Begin at the line in the records below that contains "of the white" and continue through the end of the records. Copy only those lines, with "road marking" replaced by "lane line" and everything else left the same.

-- -- --

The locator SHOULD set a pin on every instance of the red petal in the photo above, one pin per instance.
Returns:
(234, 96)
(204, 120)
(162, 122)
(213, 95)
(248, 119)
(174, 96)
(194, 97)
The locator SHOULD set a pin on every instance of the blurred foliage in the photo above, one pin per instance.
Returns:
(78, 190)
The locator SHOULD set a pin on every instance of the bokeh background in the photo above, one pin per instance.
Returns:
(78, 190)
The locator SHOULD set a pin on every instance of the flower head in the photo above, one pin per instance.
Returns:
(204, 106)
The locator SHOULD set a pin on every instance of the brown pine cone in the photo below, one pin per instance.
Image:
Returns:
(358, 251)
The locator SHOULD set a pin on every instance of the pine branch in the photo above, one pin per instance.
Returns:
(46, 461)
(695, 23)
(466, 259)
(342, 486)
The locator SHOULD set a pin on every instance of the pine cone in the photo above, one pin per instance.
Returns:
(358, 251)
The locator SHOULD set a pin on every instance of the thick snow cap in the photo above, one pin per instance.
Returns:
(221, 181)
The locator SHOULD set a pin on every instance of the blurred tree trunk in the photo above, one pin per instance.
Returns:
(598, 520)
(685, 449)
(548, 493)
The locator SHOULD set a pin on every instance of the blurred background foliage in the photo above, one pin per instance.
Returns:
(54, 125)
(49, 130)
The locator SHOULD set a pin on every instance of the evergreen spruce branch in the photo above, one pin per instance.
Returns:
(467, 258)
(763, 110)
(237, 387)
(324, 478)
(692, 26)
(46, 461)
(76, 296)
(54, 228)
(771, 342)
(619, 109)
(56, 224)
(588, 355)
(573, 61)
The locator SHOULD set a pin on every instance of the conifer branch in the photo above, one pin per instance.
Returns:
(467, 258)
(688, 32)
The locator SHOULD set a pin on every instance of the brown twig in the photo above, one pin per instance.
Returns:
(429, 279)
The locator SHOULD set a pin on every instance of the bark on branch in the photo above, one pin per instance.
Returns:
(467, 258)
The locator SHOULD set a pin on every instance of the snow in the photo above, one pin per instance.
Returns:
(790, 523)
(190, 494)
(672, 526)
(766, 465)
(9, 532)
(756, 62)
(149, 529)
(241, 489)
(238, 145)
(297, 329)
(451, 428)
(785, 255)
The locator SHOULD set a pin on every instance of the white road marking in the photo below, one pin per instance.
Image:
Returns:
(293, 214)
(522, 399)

-- -- --

### EXPECTED ANSWER
The locator SHOULD set a pin on every instance of the white lane line in the photo below, one pin per instance.
Image:
Returns:
(293, 214)
(522, 399)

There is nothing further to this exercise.